**Exercise aim:** Retype the material that follows, keeping every word as it is.

**Available data:**
_ _ _ _
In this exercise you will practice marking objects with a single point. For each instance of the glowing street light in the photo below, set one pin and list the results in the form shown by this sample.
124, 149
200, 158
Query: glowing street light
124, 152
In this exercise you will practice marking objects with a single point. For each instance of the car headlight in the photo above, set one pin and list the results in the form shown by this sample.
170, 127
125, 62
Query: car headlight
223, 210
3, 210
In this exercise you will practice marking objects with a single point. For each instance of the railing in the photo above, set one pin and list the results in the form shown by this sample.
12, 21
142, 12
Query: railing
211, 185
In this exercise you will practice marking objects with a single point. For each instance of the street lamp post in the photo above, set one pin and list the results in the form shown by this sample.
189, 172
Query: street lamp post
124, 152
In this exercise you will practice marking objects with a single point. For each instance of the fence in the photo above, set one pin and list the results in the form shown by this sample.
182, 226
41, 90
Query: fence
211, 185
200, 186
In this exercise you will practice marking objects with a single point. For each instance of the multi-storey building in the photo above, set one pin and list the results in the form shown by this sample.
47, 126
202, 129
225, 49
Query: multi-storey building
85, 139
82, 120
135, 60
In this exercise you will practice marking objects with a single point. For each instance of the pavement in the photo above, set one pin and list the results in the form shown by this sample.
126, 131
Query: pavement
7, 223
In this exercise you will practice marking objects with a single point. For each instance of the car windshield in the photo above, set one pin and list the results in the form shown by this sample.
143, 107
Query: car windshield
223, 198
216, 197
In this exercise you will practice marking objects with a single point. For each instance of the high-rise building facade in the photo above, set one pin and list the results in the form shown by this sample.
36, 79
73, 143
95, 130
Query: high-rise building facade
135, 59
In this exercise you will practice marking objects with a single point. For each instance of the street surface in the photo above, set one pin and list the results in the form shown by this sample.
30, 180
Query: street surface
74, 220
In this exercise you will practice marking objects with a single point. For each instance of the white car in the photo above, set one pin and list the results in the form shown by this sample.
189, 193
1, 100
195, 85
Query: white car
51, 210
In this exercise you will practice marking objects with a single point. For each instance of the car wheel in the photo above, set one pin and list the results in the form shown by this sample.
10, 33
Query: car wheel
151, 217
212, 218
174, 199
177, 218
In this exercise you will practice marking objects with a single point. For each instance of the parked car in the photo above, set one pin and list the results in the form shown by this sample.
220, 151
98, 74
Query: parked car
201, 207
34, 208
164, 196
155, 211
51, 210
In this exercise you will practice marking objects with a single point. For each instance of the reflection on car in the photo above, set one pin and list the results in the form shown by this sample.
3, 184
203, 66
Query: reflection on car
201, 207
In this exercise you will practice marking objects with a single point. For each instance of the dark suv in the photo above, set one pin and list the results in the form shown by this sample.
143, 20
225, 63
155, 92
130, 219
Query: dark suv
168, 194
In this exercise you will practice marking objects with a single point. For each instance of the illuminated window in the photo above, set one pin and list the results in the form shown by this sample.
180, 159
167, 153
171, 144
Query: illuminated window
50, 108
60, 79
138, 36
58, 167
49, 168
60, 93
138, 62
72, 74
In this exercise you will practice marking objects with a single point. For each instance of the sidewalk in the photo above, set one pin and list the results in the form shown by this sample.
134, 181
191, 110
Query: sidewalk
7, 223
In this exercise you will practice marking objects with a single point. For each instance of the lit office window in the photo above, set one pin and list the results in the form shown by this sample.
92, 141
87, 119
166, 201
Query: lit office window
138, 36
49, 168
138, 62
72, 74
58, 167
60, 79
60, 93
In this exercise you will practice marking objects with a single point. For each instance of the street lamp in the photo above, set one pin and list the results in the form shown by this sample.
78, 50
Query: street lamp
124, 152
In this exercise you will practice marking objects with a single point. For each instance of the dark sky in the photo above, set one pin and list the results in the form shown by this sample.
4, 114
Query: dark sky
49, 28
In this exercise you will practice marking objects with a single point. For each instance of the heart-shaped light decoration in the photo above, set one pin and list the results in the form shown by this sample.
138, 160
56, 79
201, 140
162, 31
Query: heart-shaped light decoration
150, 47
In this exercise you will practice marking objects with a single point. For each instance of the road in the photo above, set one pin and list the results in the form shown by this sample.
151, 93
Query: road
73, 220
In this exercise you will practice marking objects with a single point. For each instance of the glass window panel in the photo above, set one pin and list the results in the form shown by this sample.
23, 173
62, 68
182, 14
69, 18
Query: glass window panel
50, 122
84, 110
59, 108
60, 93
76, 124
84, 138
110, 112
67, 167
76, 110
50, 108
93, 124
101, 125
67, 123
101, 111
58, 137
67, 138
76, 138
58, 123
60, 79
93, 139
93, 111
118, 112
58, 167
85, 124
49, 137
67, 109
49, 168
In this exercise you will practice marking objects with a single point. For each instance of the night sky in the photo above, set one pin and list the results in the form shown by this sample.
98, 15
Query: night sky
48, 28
_ _ _ _
**Finished answer:**
In this exercise you will practice marking objects with a single point. For each instance of the glowing street light in the photo below, set one pin and list the results in the form shown by this sample.
124, 149
200, 158
Query: glowing street light
124, 152
In this exercise you will practice marking objects with a single point. For each instance of the car headlight in the photo above, set one pin and list the results in the form shown by this sample.
170, 127
125, 62
Query: car headlight
223, 210
3, 210
In this exercise you will practice marking objects with a single point. For each instance of the railing in the photo above, set one pin and list the results in the form shown by this sample.
12, 21
142, 12
Query: railing
211, 185
In this exercise you will practice marking objects with a single point. For each instance of the street lamp post in the photo above, set one pin and list the results in the form shown by this sample.
189, 172
Query: street lamp post
124, 152
In this exercise you will practice marking objects with a single point. For each instance of the fence in the photo above, set one pin and list the results in the form shown by this sample.
182, 226
41, 90
Query: fence
211, 185
200, 186
In this exercise you will practice marking objects with a single point. For each instance of the multi-storey building in the photo above, set one pin and list the results in the form shown by this sample.
47, 126
202, 129
225, 49
Query: multi-storey building
85, 139
82, 120
135, 60
In this exercise you will practice marking objects with a single point. For each instance of the pavement in the photo above, set one pin and list the results in the form shown by this sample.
126, 131
Query: pavement
7, 223
In this exercise you will practice marking objects with a single point. For each instance of the car windshield in the photo above, set one pin and list the results in the form shown by this sample.
143, 107
Query: car windshield
223, 198
216, 197
In this exercise you will practice marking objects with a single point. For each instance of the high-rise building facade in the photo above, set one pin and list the results in the form shown by this sample.
36, 79
73, 143
95, 130
Query: high-rise building facade
135, 59
In this exercise you will practice marking objects with a single point. For each instance of the street surface in the photo above, set one pin and list the results in the form shown by this sample.
30, 180
Query: street surface
74, 220
In this exercise you will practice marking objects with a single point. For each instance of the white car in the photo above, set one pin and list the results in the form shown by this sample.
189, 193
1, 100
195, 85
Query: white car
51, 210
In this exercise you will practice marking objects with a single point. For each instance of the car wheel in the photo above, set one pin and list the results in the form shown by this sample.
10, 33
Query: car wheel
151, 217
212, 218
174, 199
177, 218
In this exercise you will practice marking objects with a single point. For each instance of the parked car in the photo above, set one pin and list the results in the form shown by this sample.
220, 151
98, 74
Query: parked car
201, 207
34, 208
164, 196
155, 211
51, 210
In this exercise you will practice marking objects with a single point. For each instance of the reflection on car in the photo above, set one pin and list the results in the form shown by this sample.
3, 184
203, 66
Query: reflection on car
201, 207
In this exercise you will practice marking objects with a single point. For each instance of the dark suv in the photo above, set one pin and list the results in the form shown by this sample.
143, 20
225, 63
155, 92
130, 219
Query: dark suv
168, 194
In this exercise you will practice marking objects with a single point. For each instance of the illuminated window in the photo above, set one pin and list the results in the form shown by this sample.
180, 159
167, 153
171, 144
Query: illuminated window
50, 108
60, 79
138, 36
58, 167
49, 168
60, 93
138, 62
72, 74
In this exercise you will practice marking objects with a single point. For each instance of the sidewalk in the photo above, set one pin and list the results in the form shown by this sample.
134, 181
191, 110
Query: sidewalk
7, 223
In this exercise you will practice marking objects with a single point. For each instance of the lit office window in the photo above, set one pin and list the results in the form shown by this sample.
92, 141
87, 119
166, 201
Query: lit office window
138, 36
49, 168
138, 62
72, 74
58, 167
60, 79
60, 93
In this exercise you will practice marking objects with a single point. For each instance of the street lamp in the photo above, set one pin and list the results in the form shown by this sample.
78, 50
Query: street lamp
124, 152
In this exercise you will practice marking objects with a single point. For each instance of the dark sky in the photo above, set one pin and list the results in the form shown by this sample.
4, 114
Query: dark sky
49, 28
In this exercise you will practice marking objects with a single point. For each instance of the heart-shaped light decoration in the photo above, set one pin and list the results in the form shown by this sample.
138, 160
56, 79
201, 140
162, 31
Query: heart-shaped light decoration
150, 47
In this exercise you will practice marking objects with a single point. For each instance of the road in the photo above, set one pin and list the results in the form shown by this sample.
151, 93
Query: road
73, 220
In this exercise you will practice marking objects with a single point. For each instance of the glass window panel in the photo above, set one pin and list the results in the form shown by this sample.
23, 173
62, 68
182, 14
69, 18
Query: glass window panel
50, 122
84, 110
59, 108
60, 93
76, 124
84, 138
110, 112
67, 167
76, 110
50, 108
93, 124
101, 125
67, 123
101, 111
58, 137
67, 138
76, 138
58, 123
60, 79
93, 139
93, 111
118, 112
58, 167
85, 124
49, 137
67, 109
49, 168
In this exercise you will practice marking objects with a single point. For each instance of the night sky in the photo above, set one pin and list the results in the form shown by this sample.
98, 15
Query: night sky
48, 28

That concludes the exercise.